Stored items
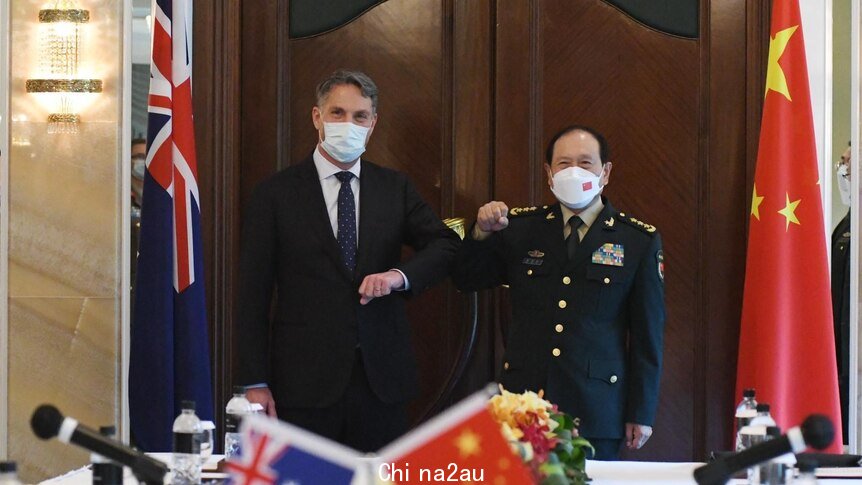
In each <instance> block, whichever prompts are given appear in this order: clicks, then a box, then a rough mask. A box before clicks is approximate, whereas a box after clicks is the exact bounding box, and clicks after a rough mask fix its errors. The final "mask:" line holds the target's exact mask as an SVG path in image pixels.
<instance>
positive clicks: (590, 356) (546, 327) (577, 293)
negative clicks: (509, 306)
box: [453, 199, 665, 439]
mask: <svg viewBox="0 0 862 485" xmlns="http://www.w3.org/2000/svg"><path fill="white" fill-rule="evenodd" d="M603 200H604V199H603ZM563 224H564V221H563V217H562V212H561V210H560V206H559V204H557V205H553V206H546V207H544V208H529V209H527V210H520V209H513V211H510V216H509V227H507V228H506V229H504V230H502V231H499V232H496V233H494V234H493V235H491V236H490V237H489V238H488V239H486V240H484V241H481V242H478V241H474V240H470V239H467V240H465V241H464V244H463V246H462V247H461V251H460V252H459V255H458V258H457V264H456V269H455V271H454V272H453V278H454V280H455V282H456V284H457V285H458V287H459V288H460V289H462V290H478V289H482V288H492V287H495V286H498V285H501V284H507V285H509V288H510V292H511V301H512V320H511V326H510V328H509V334H508V337H507V342H506V352H505V355H504V361H505V363H504V365H503V371H502V376H501V378H500V382H501V383H502V384H503V386H504V387H506V388H507V389H508V390H510V391H512V392H521V391H524V390H533V391H538V390H540V389H544V391H545V396H546V397H547V398H548V399H549V400H550V401H551V402H553V403H556V404H558V405H559V407H560V409H561V410H562V411H565V412H567V413H569V414H571V415H572V416H575V417H578V418H580V419H581V428H580V432H581V435H582V436H585V437H587V438H611V439H616V438H621V437H622V436H623V435H624V430H625V428H624V424H625V423H626V422H633V423H639V424H646V425H652V424H653V420H654V419H655V412H656V405H657V402H658V388H659V377H660V374H661V361H662V341H663V333H664V319H665V310H664V281H663V278H664V277H663V274H661V275H660V269H659V265H660V264H662V260H663V255H662V253H661V238H660V237H659V235H658V232H656V231H655V228H654V227H652V226H650V225H647V224H643V223H641V222H638V221H637V220H635V219H632V218H631V217H630V216H626V215H624V214H621V213H619V212H617V211H615V210H614V209H613V207H611V205H610V204H609V203H608V202H607V201H605V207H604V209H603V210H602V211H601V213H600V214H599V216H598V218H597V219H596V221H595V222H594V223H593V225H592V226H590V229H589V231H588V232H587V234H586V235H585V237H584V239H583V241H581V243H580V245H579V246H578V250H577V252H576V254H575V257H574V258H573V260H571V261H569V259H568V255H567V250H566V244H565V241H564V239H563ZM613 245H619V246H618V247H617V248H618V249H621V250H622V253H623V254H622V261H618V265H612V264H610V263H611V260H610V257H609V256H608V255H606V254H605V255H604V256H603V255H602V253H601V252H600V248H602V247H604V248H606V249H609V250H612V249H613ZM620 246H621V248H620ZM594 255H596V256H597V257H598V259H599V260H600V261H598V262H597V261H595V260H594ZM603 257H604V259H602V258H603ZM662 268H663V267H662ZM661 271H662V272H663V269H662V270H661ZM557 353H559V355H555V354H557Z"/></svg>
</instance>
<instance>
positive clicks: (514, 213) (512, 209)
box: [509, 205, 548, 217]
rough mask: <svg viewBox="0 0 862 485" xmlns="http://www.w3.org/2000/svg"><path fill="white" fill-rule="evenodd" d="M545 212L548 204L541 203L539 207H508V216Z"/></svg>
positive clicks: (543, 214)
mask: <svg viewBox="0 0 862 485" xmlns="http://www.w3.org/2000/svg"><path fill="white" fill-rule="evenodd" d="M547 212H548V206H546V205H543V206H541V207H537V206H533V207H512V208H511V209H509V217H524V216H537V215H545V214H546V213H547Z"/></svg>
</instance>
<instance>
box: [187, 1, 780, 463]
mask: <svg viewBox="0 0 862 485" xmlns="http://www.w3.org/2000/svg"><path fill="white" fill-rule="evenodd" d="M326 3H327V2H322V3H321V4H326ZM330 3H338V2H330ZM624 3H626V2H610V1H604V0H388V1H385V2H377V3H375V2H370V5H369V6H368V9H367V10H365V11H364V13H361V15H358V16H356V18H354V19H353V20H351V21H348V22H343V23H342V24H340V25H337V26H335V27H332V28H330V29H329V30H327V31H325V32H323V33H318V34H314V35H310V36H305V37H298V36H296V35H291V27H290V25H291V23H292V22H291V20H292V19H291V15H292V14H294V13H296V10H297V9H296V8H292V5H291V2H290V1H287V0H283V1H278V0H254V1H249V0H246V1H236V0H216V1H213V2H205V3H203V4H201V5H196V10H195V19H194V32H195V34H194V35H195V37H194V40H195V59H194V62H195V71H194V76H195V115H196V121H197V123H196V129H197V138H198V150H199V160H200V162H199V165H200V179H201V182H200V185H201V194H202V204H203V212H204V214H205V219H204V233H205V246H206V265H207V266H206V270H207V271H206V275H207V290H208V300H209V315H210V320H211V321H212V327H211V338H212V343H213V349H214V356H213V361H214V362H213V363H214V369H215V377H214V378H215V381H216V382H215V388H216V392H217V397H218V398H221V399H217V402H220V401H225V400H226V398H227V396H229V392H230V385H231V384H232V376H233V370H234V369H235V365H236V355H235V354H234V345H233V341H234V336H235V335H236V334H237V333H238V332H241V331H242V329H238V328H234V326H233V314H234V312H235V311H236V309H235V307H234V294H235V291H236V288H235V282H236V269H237V260H238V253H239V228H240V227H241V223H242V208H243V204H244V202H245V201H246V200H247V198H248V196H249V194H250V193H251V190H252V189H253V187H254V185H255V184H256V183H257V182H259V181H260V180H262V179H263V178H265V177H266V176H268V175H269V174H272V173H274V172H275V171H277V170H279V169H280V168H283V167H285V166H288V165H290V164H292V163H297V162H299V161H300V160H302V159H303V158H304V157H305V156H307V155H308V154H309V153H310V152H311V150H312V149H313V147H314V144H315V142H316V137H317V134H316V131H315V130H314V128H313V126H312V124H311V119H310V118H311V108H312V106H313V105H314V102H315V98H314V87H315V85H316V83H317V82H318V81H319V80H320V79H321V78H323V77H325V76H326V75H327V74H329V73H330V72H332V71H334V70H335V69H337V68H341V67H348V68H355V69H360V70H363V71H365V72H366V73H368V74H369V75H370V76H371V77H372V78H374V80H375V81H376V82H377V84H378V86H379V88H380V105H379V115H380V118H379V121H378V125H377V128H376V129H375V132H374V137H373V139H372V142H371V144H370V145H369V149H368V152H367V156H368V158H369V159H371V160H374V161H375V162H376V163H379V164H381V165H384V166H388V167H392V168H395V169H398V170H401V171H403V172H405V173H407V174H408V175H409V177H410V178H411V179H412V181H413V182H414V183H415V185H416V186H417V188H418V190H419V192H420V193H421V194H422V196H423V197H424V198H425V199H426V200H427V201H428V202H429V203H430V204H431V205H432V206H433V207H434V208H435V209H436V210H437V212H438V213H439V214H440V215H441V217H465V218H467V219H468V221H472V219H473V218H474V217H475V213H476V210H477V208H478V207H479V206H480V205H482V204H483V203H485V202H487V201H489V200H502V201H505V202H507V203H508V204H510V205H511V206H523V205H537V204H542V203H546V202H549V201H552V200H553V198H552V196H551V194H550V193H549V191H548V190H547V189H546V187H547V184H546V180H545V175H544V171H543V169H542V163H543V161H544V149H545V145H546V143H547V141H548V139H549V137H550V136H551V135H552V134H553V133H554V132H555V131H557V130H559V129H560V128H561V127H563V126H566V125H569V124H572V123H578V124H586V125H590V126H593V127H595V128H597V129H599V130H600V131H601V132H603V133H604V134H605V135H606V137H607V138H608V141H609V143H610V146H611V153H612V156H611V160H612V161H613V162H614V170H613V177H612V183H611V184H610V185H609V186H608V189H607V190H606V195H608V196H609V197H610V198H611V199H612V201H613V203H614V204H615V206H616V207H618V208H621V209H624V210H625V211H626V212H630V213H632V214H636V215H637V216H638V217H639V218H640V219H642V220H644V221H648V222H649V223H651V224H653V225H655V226H657V227H658V228H659V230H660V231H661V232H662V237H663V241H664V253H665V262H666V268H667V269H666V304H667V316H668V318H667V325H666V331H665V364H664V371H663V375H662V382H661V398H660V405H659V413H658V418H657V421H656V424H655V435H654V437H653V439H652V441H651V442H650V443H649V445H648V446H647V448H645V449H644V450H642V451H640V452H638V453H635V454H631V455H629V456H630V457H631V458H633V459H650V460H653V459H660V460H702V459H704V458H705V455H706V453H707V452H708V451H710V450H715V449H726V448H727V447H728V446H729V445H730V439H731V437H730V433H731V423H732V413H733V405H734V396H733V387H734V376H735V367H736V348H737V338H738V331H739V316H740V303H741V297H742V283H743V276H744V260H745V234H746V221H747V217H746V216H747V201H748V200H749V197H750V193H749V192H748V190H750V189H748V187H750V186H751V183H750V180H751V174H752V168H753V160H754V155H755V148H756V140H757V127H758V125H759V112H760V100H761V95H762V82H763V81H762V79H763V75H762V74H763V65H764V64H765V57H764V56H765V52H764V47H765V46H766V45H767V44H766V39H767V32H768V30H767V27H768V25H767V19H768V16H767V14H768V11H767V7H766V5H764V4H765V3H766V2H760V1H755V2H751V1H749V2H746V1H743V0H722V1H713V2H710V1H707V0H701V1H700V2H697V1H694V5H693V9H694V10H693V11H694V15H695V18H694V19H693V20H694V26H695V27H694V31H693V32H691V33H690V34H689V35H687V36H685V35H681V34H679V33H678V32H675V31H673V29H662V28H661V27H656V26H655V25H654V24H652V23H651V22H650V19H646V20H644V19H643V18H638V17H637V16H636V14H633V13H632V12H631V11H627V10H626V9H625V8H624V6H621V5H620V4H624ZM629 3H631V2H629ZM641 3H643V2H641ZM650 3H652V2H650ZM665 3H668V4H672V3H675V2H672V1H668V2H655V5H656V6H655V7H654V9H656V10H661V9H662V8H670V7H667V6H665V7H661V6H660V5H659V4H665ZM676 3H681V2H676ZM682 3H686V2H685V0H683V1H682ZM687 3H689V4H691V3H692V2H691V1H688V2H687ZM294 7H295V5H294ZM653 13H655V12H653ZM658 13H661V12H658ZM297 15H298V14H297ZM293 20H294V21H295V20H296V19H293ZM688 20H692V19H690V18H689V19H688ZM294 23H295V22H294ZM207 215H208V216H209V217H207ZM505 291H506V290H503V289H500V290H495V291H492V292H486V293H483V294H480V295H478V297H477V298H475V301H474V300H473V297H471V296H470V295H462V294H460V293H457V292H456V291H455V290H454V289H453V288H452V286H451V284H449V283H447V284H445V285H443V286H440V287H438V288H436V289H434V290H432V291H430V292H429V293H427V294H425V295H424V296H423V297H421V298H419V299H416V300H415V301H413V302H411V304H410V308H409V311H410V316H411V320H412V322H413V324H414V345H415V349H416V352H417V354H418V356H419V361H420V370H421V380H422V382H421V387H422V395H421V398H420V399H418V400H417V401H416V403H415V404H414V406H413V409H412V412H413V415H414V418H415V419H416V420H420V419H422V418H423V417H426V416H428V415H430V414H433V413H435V412H437V411H438V410H439V409H441V408H442V407H445V406H447V405H449V404H451V403H452V402H455V401H457V400H458V399H460V398H461V397H463V396H465V395H467V394H469V393H470V392H472V391H473V390H475V389H477V388H479V387H481V386H482V385H484V384H485V383H487V382H489V381H492V380H494V377H495V372H496V371H497V370H498V369H499V365H500V359H501V356H502V342H503V336H504V334H505V329H506V327H507V323H508V322H507V321H508V318H509V312H508V304H509V303H508V300H507V295H506V293H505ZM632 345H636V342H633V343H632Z"/></svg>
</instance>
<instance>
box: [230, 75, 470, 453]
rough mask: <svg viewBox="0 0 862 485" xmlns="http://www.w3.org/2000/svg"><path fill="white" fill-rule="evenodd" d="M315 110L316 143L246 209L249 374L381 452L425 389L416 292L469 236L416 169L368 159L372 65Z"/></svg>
mask: <svg viewBox="0 0 862 485" xmlns="http://www.w3.org/2000/svg"><path fill="white" fill-rule="evenodd" d="M312 121H313V122H314V126H315V128H317V131H318V135H319V140H320V142H319V143H318V145H317V147H316V148H315V150H314V153H313V154H312V156H310V157H309V158H308V159H307V160H305V161H304V162H303V163H301V164H299V165H295V166H291V167H289V168H287V169H285V170H283V171H281V172H279V173H277V174H275V175H274V176H273V177H271V178H269V179H268V180H266V181H264V182H263V183H261V184H260V185H259V186H258V187H257V189H256V190H255V193H254V194H253V195H252V197H251V201H250V203H249V206H248V208H247V210H246V212H245V221H244V227H243V240H242V244H243V246H242V255H241V261H240V295H239V315H238V322H239V323H238V325H237V331H238V333H239V338H238V344H239V362H240V374H239V376H238V377H239V379H238V380H239V382H241V383H244V384H248V385H250V388H249V389H248V392H247V395H248V398H249V400H250V401H252V402H258V403H261V404H262V405H264V407H265V408H266V411H267V413H268V414H269V415H270V416H276V415H277V416H278V417H279V418H281V419H284V420H286V421H288V422H291V423H293V424H296V425H298V426H301V427H303V428H306V429H308V430H310V431H313V432H315V433H318V434H320V435H323V436H326V437H329V438H332V439H335V440H337V441H340V442H342V443H344V444H346V445H348V446H352V447H354V448H357V449H359V450H362V451H374V450H376V449H378V448H380V447H381V446H383V445H384V444H386V443H388V442H389V441H391V440H392V439H394V438H396V437H398V436H399V435H401V434H402V433H404V432H405V431H406V430H407V425H408V423H407V416H406V402H407V401H408V400H409V399H410V398H412V397H413V396H414V395H415V394H416V392H417V372H416V364H415V362H414V356H413V352H412V346H411V342H410V328H409V325H408V322H407V318H406V314H405V304H406V300H407V298H408V297H410V296H412V295H416V294H418V293H420V292H422V291H423V290H425V289H427V288H428V287H430V286H431V285H433V284H435V283H437V282H439V281H440V280H442V279H443V278H444V277H446V276H447V274H448V272H449V268H450V265H451V262H452V260H453V258H454V256H455V253H456V252H457V249H458V245H459V238H458V236H457V234H455V232H453V231H452V230H450V229H448V228H447V227H446V226H445V225H444V224H443V223H442V222H441V220H440V219H439V218H438V217H437V215H436V214H434V211H433V210H432V209H431V208H430V207H429V206H428V205H427V204H426V203H425V202H424V201H423V200H422V199H421V197H420V196H419V194H418V193H417V192H416V190H415V188H414V187H413V185H412V184H411V183H410V181H409V180H407V177H405V176H404V174H401V173H399V172H396V171H394V170H390V169H387V168H383V167H380V166H378V165H375V164H373V163H371V162H369V161H368V160H361V159H360V155H361V154H362V153H363V152H364V150H365V145H366V144H367V142H368V139H369V138H370V136H371V133H372V131H373V130H374V127H375V125H376V123H377V87H376V86H375V84H374V82H373V81H372V80H371V79H370V78H369V77H368V76H366V75H365V74H363V73H361V72H355V71H338V72H336V73H334V74H332V76H330V77H329V78H328V79H326V80H324V81H323V82H322V83H321V84H320V85H319V86H318V88H317V105H316V106H314V108H313V109H312ZM405 244H406V245H408V246H410V247H412V248H413V249H414V250H415V254H414V255H413V257H412V258H410V259H409V260H407V261H401V251H402V246H403V245H405ZM273 289H277V299H276V303H275V307H274V309H273V318H272V321H271V323H270V309H271V299H272V293H273Z"/></svg>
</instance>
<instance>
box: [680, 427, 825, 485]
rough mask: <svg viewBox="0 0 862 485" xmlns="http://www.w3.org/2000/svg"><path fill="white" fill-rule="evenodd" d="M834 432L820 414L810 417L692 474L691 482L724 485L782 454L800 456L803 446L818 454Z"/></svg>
mask: <svg viewBox="0 0 862 485" xmlns="http://www.w3.org/2000/svg"><path fill="white" fill-rule="evenodd" d="M834 438H835V429H834V428H833V426H832V421H831V420H830V419H829V418H827V417H826V416H823V415H822V414H812V415H811V416H808V417H807V418H805V421H803V422H802V425H801V426H796V427H793V428H790V429H789V430H787V434H785V435H783V436H781V437H779V438H775V439H772V440H769V441H764V442H763V443H760V444H758V445H754V446H752V447H751V448H749V449H747V450H744V451H740V452H739V453H735V454H732V455H729V456H726V457H722V458H719V459H718V460H715V461H714V462H712V463H709V464H707V465H704V466H702V467H700V468H697V469H696V470H694V479H695V481H697V483H699V484H700V485H724V484H725V483H727V481H728V480H730V477H731V476H732V475H733V474H734V473H736V472H738V471H740V470H744V469H746V468H749V467H752V466H754V465H757V464H759V463H763V462H764V461H767V460H770V459H772V458H775V457H777V456H781V455H783V454H785V453H789V452H793V453H801V452H802V451H803V450H805V448H806V446H810V447H811V448H815V449H818V450H822V449H823V448H826V447H827V446H829V445H830V444H831V443H832V440H833V439H834Z"/></svg>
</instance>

Work order> Reproduce, word for word, every line from the start of the records down to and including the line with "negative clicks: (509, 306)"; skip the pictures.

Task answer>
In each <instance> block, whichever prompts are given appear in this order: clicks, then a box, then a rough mask. A box before clicks is approximate, whereas a box after clicks is the exact bounding box, and clicks after a rough mask fix its errors. The final "mask:" line holds the target's exact mask as an SVG path in image pixels.
<instance>
positive clicks: (590, 356) (546, 327) (577, 293)
negative clicks: (509, 306)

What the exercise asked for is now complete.